Available data
****

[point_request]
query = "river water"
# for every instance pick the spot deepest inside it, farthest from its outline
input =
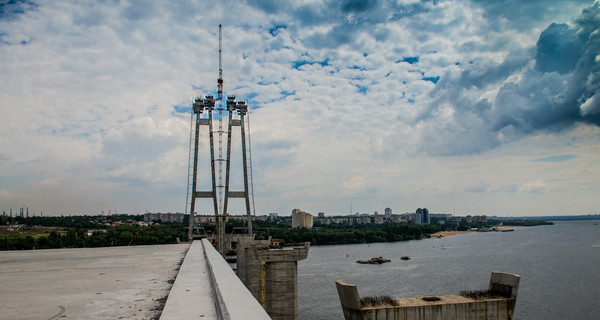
(559, 267)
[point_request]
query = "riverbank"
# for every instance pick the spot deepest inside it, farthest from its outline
(444, 234)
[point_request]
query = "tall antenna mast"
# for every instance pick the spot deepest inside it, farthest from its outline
(222, 217)
(220, 80)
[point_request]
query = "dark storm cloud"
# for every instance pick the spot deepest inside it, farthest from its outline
(560, 91)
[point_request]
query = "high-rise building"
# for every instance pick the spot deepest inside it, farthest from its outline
(301, 219)
(422, 216)
(387, 213)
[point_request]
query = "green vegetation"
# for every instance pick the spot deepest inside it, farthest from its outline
(85, 231)
(121, 230)
(344, 233)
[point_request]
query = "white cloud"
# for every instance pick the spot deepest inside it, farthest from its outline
(88, 92)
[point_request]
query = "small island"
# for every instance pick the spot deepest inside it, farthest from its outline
(377, 260)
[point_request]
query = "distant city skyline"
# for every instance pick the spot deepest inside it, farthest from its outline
(464, 107)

****

If pictures appear among the entries above, omit them; repeat everything else verbatim.

Written answer
[point_request]
query = "river water"
# for every instance pick the spot deepest inside it, farthest from its outline
input =
(559, 267)
[point_request]
query = "riverbank"
# for every instance pick the spot deepest inside it, farthest from its outline
(444, 234)
[point_request]
query = "tall antenna mast"
# for every instance pick the spot deepest inside it, farthest from its outline
(222, 217)
(220, 80)
[point_request]
query = "dark storm cloud"
# for every instance pick the spot deepest inside it, farthest from its outline
(560, 91)
[point_request]
query = "high-rise building"
# for every instance pick the spot deepest inside it, farthest from its outline
(301, 219)
(422, 216)
(387, 213)
[point_request]
query = "green vegetation"
# for every instance pick the spot deepest inside it, farthest from its outline
(85, 231)
(121, 230)
(344, 233)
[point_request]
query = "white cloud"
# for every instance pick the spot deepest inside it, farthest from its outline
(88, 92)
[point_request]
query = "small island"
# for every instance pick the spot deepest inside it, farthest from its outline
(377, 260)
[point_request]
query = "distant city skyline"
# for every instance pick the spot deepest inside it, farthest from its outline
(464, 107)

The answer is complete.